===== Data shown
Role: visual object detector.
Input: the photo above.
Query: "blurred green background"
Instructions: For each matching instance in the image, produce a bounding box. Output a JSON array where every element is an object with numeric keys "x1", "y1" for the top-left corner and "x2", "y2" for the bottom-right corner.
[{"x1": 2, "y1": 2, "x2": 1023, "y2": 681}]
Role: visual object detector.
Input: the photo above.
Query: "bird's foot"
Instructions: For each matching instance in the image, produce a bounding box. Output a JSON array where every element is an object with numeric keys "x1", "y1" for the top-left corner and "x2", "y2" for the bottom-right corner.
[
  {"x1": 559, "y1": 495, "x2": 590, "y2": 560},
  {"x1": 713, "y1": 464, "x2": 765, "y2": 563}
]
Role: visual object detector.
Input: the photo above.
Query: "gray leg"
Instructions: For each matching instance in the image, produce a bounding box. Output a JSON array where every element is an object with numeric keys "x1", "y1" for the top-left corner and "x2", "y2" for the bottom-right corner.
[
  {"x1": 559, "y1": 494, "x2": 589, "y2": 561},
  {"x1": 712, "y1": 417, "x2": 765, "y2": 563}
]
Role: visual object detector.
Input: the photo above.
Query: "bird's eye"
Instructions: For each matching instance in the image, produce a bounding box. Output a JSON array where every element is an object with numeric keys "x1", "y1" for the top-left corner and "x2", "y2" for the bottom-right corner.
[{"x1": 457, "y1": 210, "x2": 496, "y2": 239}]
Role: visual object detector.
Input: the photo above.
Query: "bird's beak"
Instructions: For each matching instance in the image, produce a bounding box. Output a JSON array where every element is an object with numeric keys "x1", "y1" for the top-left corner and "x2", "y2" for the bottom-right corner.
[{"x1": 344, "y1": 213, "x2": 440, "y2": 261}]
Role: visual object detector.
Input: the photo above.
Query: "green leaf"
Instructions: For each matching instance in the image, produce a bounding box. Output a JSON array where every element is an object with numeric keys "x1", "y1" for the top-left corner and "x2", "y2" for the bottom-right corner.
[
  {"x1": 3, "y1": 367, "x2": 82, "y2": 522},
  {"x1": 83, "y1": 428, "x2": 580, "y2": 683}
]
==========
## Aim of the task
Wherever a line above contains "green", copy that line.

## Written solution
Query: "blurred green background"
Query: "green leaf"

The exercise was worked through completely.